*GIVEN ENTRIES*.
********

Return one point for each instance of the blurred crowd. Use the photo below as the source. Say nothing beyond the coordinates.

********

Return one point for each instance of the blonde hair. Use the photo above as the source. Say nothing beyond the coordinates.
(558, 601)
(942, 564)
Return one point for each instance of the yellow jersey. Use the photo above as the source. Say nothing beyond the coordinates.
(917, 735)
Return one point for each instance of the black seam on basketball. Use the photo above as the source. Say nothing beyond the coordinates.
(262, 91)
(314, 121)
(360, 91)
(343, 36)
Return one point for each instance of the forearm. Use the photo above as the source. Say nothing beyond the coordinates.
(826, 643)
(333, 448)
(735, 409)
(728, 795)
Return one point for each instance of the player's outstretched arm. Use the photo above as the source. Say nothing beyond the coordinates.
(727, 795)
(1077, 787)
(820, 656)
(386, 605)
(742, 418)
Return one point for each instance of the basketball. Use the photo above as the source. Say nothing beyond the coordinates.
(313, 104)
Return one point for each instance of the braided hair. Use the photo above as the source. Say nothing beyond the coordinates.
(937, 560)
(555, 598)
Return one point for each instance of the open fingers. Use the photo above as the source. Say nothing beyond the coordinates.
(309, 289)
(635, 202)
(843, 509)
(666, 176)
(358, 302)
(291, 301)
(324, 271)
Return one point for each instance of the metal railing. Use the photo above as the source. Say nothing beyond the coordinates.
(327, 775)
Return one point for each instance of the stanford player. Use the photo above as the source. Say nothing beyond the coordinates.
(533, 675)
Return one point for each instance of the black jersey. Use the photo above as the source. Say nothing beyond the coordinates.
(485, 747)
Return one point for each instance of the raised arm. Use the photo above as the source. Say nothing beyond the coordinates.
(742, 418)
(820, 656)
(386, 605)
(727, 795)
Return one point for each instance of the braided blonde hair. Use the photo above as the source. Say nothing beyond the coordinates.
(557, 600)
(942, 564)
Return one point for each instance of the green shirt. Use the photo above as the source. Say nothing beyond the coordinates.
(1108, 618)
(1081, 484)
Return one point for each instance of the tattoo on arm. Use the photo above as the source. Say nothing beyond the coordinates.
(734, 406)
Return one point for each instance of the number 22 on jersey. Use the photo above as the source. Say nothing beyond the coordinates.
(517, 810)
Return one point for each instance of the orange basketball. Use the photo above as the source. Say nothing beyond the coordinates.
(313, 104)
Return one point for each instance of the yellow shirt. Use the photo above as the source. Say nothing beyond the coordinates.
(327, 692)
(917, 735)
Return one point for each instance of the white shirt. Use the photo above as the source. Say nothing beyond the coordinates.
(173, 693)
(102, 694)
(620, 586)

********

*INSTRUCTION*.
Gather each line of the records above that contains the word "black" and copy those lines in full. Treat uppercase and lowercase as different.

*FINISHED TASK*.
Return one point for each instance of the black seam on basketball. Use the photo above as the source. Say nothing beyond the coordinates.
Return one point for each instance of the black jersey. Use the photo above as the source. Say nothing beyond the coordinates.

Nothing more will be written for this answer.